----- SELECTED EXCERPT

PESHAWAR -- The Khyber Pakhtunkhwa (KP) Counter Terrorism Department (CTD) is tightening the noose around terrorists, arresting 271 suspects, killing 36 militants and recovering 504kg of explosives during combing operations and raids so far this year.
The 271 detainees include 142 members of banned outfits including the Tehreek-e-Taliban Pakistan (TTP), according to a KP CTD performance report covering nine months from January to September.
Those 142 include 106 "affiliated with the TTP, a proscribed outfit formed in 2007 in the Federally Administered Tribal Areas [FATA] and responsible for most violent incidents of terrorism in the country," KP CTD Senior Superintendent of Police Mian Saeed Ahmad told Pakistan Forward.
Other detainees include five suspected members of the "Islamic State of Iraq and the Levant" (ISIL), nine of Lashkar-e-Islam of Mangal Bagh in Khyber Agency, eight of Tehreek-e-Taliban Mohmand, two of Lashkar-e-Jhangvi and two of Jaish-e-Muhammad.
Twenty-three of the arrested suspects and four of the militants whom police killed carried head money totaling Rs. 20.8m (US $200,000), Saeed said, adding that police distributed the sums to those involved in those arrests or killings.
In addition, the CTD seized about 504kg of explosives and a number of other terrorist supplies.
The courts are working through the 271 suspects' cases. They have convicted 18 so far, while 129 stay in jail awaiting trial, 49 are out on bail and 16 have been acquitted.
Established in 2013, the CTD has arrested a number of hard-core terrorists, Saeed said.
"Our vision is to purge the country of the menace of terrorism and make the nation prosperous and progressive," he said.
'Remarkable achievements in the war against terror'
"The effective performance of the CTD has helped KP Police make remarkable achievements in the country's ongoing war against terrorism," said Additional Inspector General of Police (IGP) CTD Salahuddin Ahmad.
Comparing January-to-June data of the past four years reveals a considerable decrease in terrorism in 2016, Ahmad said in a presentation to IGP KP Nasir Khan Durrani at the Central Police Office July 7.
KP Police recorded 99 incidents of terrorism in the first half of 2016, down from 281 in 2013, he noted.
That plunge represents a "65% decline", Ahmad said.
The CTD is working on both offensive and defensive strategies to counter militancy and is rigorously implementing the National Action Plan (NAP), he said, referring to a counter-terrorism strategy that the Pakistani government launched soon after the December 2014 terrorist massacre at Army Public School in Peshawar.

----------

Starting at the words "Comparing January-to-June data" and stopping after "2013, he noted.", rewrite that passage of the article on the KP Counter Terrorism Department, swapping "presentation" for "briefing". You can skip the items that come next.

----- SUPPLIED RECORDS

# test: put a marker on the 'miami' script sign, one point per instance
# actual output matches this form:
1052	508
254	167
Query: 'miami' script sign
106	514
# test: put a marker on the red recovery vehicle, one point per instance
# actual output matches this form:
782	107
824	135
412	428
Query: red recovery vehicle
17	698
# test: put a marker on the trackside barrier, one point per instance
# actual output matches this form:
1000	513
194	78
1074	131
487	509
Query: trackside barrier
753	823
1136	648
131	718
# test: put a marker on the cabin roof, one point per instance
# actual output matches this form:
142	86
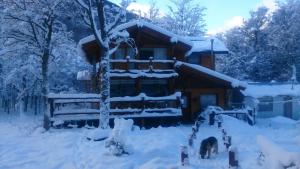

----------

RESPONSE TO THIS EXERCISE
Comparing January-to-June data of the past four years reveals a considerable decrease in terrorism in 2016, Ahmad said in a briefing to IGP KP Nasir Khan Durrani at the Central Police Office July 7.
KP Police recorded 99 incidents of terrorism in the first half of 2016, down from 281 in 2013, he noted.